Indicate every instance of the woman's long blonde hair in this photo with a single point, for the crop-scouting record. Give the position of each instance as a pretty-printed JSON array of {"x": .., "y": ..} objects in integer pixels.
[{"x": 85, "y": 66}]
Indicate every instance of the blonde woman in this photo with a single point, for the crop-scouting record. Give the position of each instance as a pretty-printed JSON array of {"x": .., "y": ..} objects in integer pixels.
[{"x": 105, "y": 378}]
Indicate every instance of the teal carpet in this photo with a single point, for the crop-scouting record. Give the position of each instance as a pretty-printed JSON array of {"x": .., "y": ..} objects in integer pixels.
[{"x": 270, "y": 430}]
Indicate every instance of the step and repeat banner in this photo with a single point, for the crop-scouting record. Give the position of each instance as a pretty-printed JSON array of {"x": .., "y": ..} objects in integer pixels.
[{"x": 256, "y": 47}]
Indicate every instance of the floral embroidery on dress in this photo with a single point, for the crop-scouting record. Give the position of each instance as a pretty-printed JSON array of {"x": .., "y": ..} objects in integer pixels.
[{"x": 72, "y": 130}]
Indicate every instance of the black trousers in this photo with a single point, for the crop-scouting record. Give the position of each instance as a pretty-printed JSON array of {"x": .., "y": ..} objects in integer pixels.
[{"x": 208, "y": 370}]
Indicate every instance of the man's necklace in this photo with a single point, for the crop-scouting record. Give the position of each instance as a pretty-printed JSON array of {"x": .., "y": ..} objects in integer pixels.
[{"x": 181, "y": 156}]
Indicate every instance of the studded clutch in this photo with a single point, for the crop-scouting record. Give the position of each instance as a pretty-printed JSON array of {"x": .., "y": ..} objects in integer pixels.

What is asked
Copy the listing above again word for word, with every line in its original order and nothing added or left out.

Problem solution
Indicate every instance of the woman's long blonde hair in this photo with a single point, for the crop-scouting record. Give the position of each instance as a pretty-printed JSON array of {"x": .., "y": ..} objects in integer pixels.
[{"x": 85, "y": 66}]
Indicate every instance of the blonde woman in this photo with a single point, for the crop-scouting record. Give the position of each instance as a pretty-printed JSON array of {"x": .., "y": ..} objects in integer pixels.
[{"x": 105, "y": 378}]
Indicate every instance of the teal carpet in this photo with a single point, for the crop-scouting record. Give the position of each instance as a pretty-printed JSON array of {"x": .., "y": ..} objects in integer pixels.
[{"x": 270, "y": 430}]
Indicate every instance of the step and repeat banner in this photo with a single point, for the crop-scouting record. Give the position of each instance as a pretty-printed JSON array of {"x": .., "y": ..} objects in integer pixels.
[{"x": 256, "y": 47}]
Indicate every instance of the floral embroidery on dress in this photo with a single point, for the crop-scouting record. Give the position of each instance as a pretty-printed JSON array of {"x": .., "y": ..} objects in integer pixels.
[{"x": 72, "y": 130}]
Indicate every instance of the black trousers in this photo with a single point, for the crop-scouting record. Give the position of each instance as a pretty-printed JSON array of {"x": .., "y": ..} objects in integer pixels.
[{"x": 208, "y": 370}]
Indicate every instance of the man's necklace in this photo with a single point, for the crop-scouting record. Give the position of each instance as a pretty-printed JSON array of {"x": .., "y": ..} objects in integer pixels.
[{"x": 181, "y": 156}]
Indicate every instance of the studded clutch in this photo with a single point, for the crop-scouting record. Give the position of each instance as a pretty-printed JSON array of {"x": .., "y": ..} objects in integer pixels.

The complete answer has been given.